- Bearbeiten Sie Folgendes
1 - Geben Sie aus dem Text zur Datenverarbeitung bei der Rechtsverfolgung wortgetreu den Abschnitt wieder, der mit „Nach Inkrafttreten der“ beginnt und sich bis „genaueren Erläuterung bedürfen.“ fortsetzt.
2 - Führen Sie den Text zur Datenverarbeitung bei der Rechtsverfolgung im Anschluss an seinen letzten Satz weiter.

Datenverarbeitung im Rahmen der Rechtsverfolgung und -verteidigung

Nach Inkrafttreten der Datenschutz-Grundverordnung (DSGVO) im Mai 2018 haben wir im Rahmen der Durchführung von Schulungen und auch bei unseren Beratungsgesprächen recht früh gemerkt, dass die Regelungsgrundsätze der DSGVO und insbesondere der Rechtmäßigkeitsgrundsatz, der von Juristen als „Verbot mit Erlaubnisvorbehalt“ für Laien recht kryptisch umschrieben wird, auch unter Verweis auf die entsprechenden Normen nicht selbsterklärend sind und einer genaueren Erläuterung bedürfen.

Aus diesem Grund hatten wir eine Themenreihe zur Rechtmäßigkeit der Datenverarbeitung ins Leben gerufen und im Rahmen dieser aus insgesamt 8 Teilen bestehenden Artikelserie die allgemeinen Grundsätze erläutert, die sich für den Verantwortlichen aus der DSGVO hinsichtlich der Verarbeitung personenbezogener Daten ergeben. Den ersten Teil der Serie, der auch die Links zu den nachfolgenden Teilen enthält, finden Sie hier.

- Angezeigte Einträge
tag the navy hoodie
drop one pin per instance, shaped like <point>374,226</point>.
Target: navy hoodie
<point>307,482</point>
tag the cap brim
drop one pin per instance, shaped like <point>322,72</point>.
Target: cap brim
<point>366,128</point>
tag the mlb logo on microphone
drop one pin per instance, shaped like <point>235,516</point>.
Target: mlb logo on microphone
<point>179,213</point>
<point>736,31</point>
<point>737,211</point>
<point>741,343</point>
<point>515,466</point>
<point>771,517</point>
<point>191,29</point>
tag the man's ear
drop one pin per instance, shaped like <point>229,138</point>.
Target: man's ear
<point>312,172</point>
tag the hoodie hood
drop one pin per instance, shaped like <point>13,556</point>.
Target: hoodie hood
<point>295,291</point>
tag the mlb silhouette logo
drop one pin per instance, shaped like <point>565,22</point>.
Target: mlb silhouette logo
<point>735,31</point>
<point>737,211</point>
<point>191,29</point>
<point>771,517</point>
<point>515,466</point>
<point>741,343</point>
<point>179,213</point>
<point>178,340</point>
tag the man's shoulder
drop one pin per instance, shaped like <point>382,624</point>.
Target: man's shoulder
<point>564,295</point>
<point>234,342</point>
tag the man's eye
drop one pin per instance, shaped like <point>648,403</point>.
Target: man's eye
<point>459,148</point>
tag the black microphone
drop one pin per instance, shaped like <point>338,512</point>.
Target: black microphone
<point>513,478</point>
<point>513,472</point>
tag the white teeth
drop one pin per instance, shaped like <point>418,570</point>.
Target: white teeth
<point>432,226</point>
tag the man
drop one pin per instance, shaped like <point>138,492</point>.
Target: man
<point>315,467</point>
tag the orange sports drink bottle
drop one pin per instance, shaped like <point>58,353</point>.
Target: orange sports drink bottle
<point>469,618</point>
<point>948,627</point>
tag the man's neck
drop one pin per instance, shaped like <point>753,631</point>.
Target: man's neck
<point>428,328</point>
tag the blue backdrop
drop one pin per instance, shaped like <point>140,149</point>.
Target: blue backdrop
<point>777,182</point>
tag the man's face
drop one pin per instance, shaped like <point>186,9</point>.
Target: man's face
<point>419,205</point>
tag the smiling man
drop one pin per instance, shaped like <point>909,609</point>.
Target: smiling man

- Erwartete Antworten
1 -
Nach Inkrafttreten der Datenschutz-Grundverordnung (DSGVO) im Mai 2018 haben wir im Rahmen der Durchführung von Schulungen und auch bei unseren Beratungsgesprächen recht früh gemerkt, dass die Regelungsgrundsätze der DSGVO und insbesondere der Rechtmäßigkeitsgrundsatz, der von Juristen als „Verbot mit Erlaubnisvorbehalt“ für Laien recht kryptisch umschrieben wird, auch unter Verweis auf die entsprechenden Normen nicht selbsterklärend sind und einer genaueren Erläuterung bedürfen.

2 -
Im Rahmen dieser Serie hatten wir die zentralen Rechtsgrundlagen der DSGVO und ihre grundsätzliche „Funktionsweise“ behandelt und insbesondere das Verhältnis der zwei sehr wichtigen Normen Art. 6 DSGVO und Art. 9 DSGVO zueinander beleuchtet.

Mit diesem Artikel möchten wir uns mit einer Spezialfrage in diesem Zusammenhang beschäftigen und klären, ob und wenn ja, wie die personenbezogenen Daten im Rahmen von Rechtsstreitigkeiten zulässigerweise verarbeitet werden dürfen und was hierbei vor allem dann zu beachten ist, wenn die Daten an Dritte zur Weiterverarbeitung übermittelt werden (z.B. von einem Verantwortlichen an seine Rechtsanwält*innen zur Verfolgung bzw. Verteidigung von Rechtsansprüchen).

Übermittlung und anschließende Verarbeitung von personenbezogenen Daten allgemein

Wie wir in unserem Beitrag zum Art. 6 DSGVO (hier) festgestellt haben, ist die Datenverarbeitung gem. Art. 6 Abs. 1 lit. f DSGVO rechtmäßig, wenn sie zur Wahrung der berechtigten Interessen des Verantwortlichen oder eines Dritten erforderlich ist, sofern nicht die Interessen oder Grundrechte und Grundfreiheiten der von der Datenverarbeitung betroffenen Person überwiegen.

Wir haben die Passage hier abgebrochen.